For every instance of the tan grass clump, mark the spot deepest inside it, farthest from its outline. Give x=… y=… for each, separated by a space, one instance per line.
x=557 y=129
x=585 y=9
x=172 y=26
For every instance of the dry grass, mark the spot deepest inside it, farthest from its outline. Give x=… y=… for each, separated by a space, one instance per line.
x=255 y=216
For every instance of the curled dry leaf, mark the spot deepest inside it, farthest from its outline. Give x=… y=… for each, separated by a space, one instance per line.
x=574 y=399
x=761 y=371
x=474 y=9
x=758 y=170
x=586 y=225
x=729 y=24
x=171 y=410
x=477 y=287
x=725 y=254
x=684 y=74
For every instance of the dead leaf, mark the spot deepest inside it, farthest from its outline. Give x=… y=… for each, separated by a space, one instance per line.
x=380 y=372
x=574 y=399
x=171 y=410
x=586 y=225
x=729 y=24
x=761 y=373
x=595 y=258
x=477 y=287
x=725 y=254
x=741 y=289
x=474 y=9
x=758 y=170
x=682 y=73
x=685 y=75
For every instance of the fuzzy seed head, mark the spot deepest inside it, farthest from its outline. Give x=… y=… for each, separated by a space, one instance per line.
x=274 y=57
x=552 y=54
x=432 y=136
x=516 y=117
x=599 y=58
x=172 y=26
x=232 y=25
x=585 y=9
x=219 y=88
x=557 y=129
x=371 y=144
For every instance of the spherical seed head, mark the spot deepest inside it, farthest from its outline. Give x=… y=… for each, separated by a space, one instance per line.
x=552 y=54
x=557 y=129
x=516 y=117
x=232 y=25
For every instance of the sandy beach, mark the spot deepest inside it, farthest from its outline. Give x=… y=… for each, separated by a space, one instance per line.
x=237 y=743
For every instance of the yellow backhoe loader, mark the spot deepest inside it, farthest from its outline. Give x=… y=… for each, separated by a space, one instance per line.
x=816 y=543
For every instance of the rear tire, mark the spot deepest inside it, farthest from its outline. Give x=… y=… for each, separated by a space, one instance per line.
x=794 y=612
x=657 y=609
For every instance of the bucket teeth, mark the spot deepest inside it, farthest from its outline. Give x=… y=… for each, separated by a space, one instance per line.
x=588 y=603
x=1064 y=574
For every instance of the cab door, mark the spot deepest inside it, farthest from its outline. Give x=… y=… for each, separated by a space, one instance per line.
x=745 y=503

········

Task :: Repeat nothing before the line containing "For every instance of the yellow"; repeat that line and every later line of the listing exactly.

Output for this task ::
For every instance of the yellow backhoe loader, mark the spot deepest inside it, farthest from its outline. Give x=… y=… for each, separated by a space, one instance per line.
x=816 y=543
For every instance of the rear tire, mark the spot deepest inside it, farthest from its outline. Give x=… y=… for each, separated by a space, one instance per line.
x=794 y=612
x=657 y=609
For every instance of the bucket teeth, mark the spot deepest inside it, farthest from its outline. Give x=… y=… for each, separated by a space, one instance per line.
x=588 y=603
x=1064 y=574
For every instance of the cab door, mark the spot deepest inside it, farthest from its outline. Give x=… y=… for each, separated by a space, one instance per line.
x=745 y=503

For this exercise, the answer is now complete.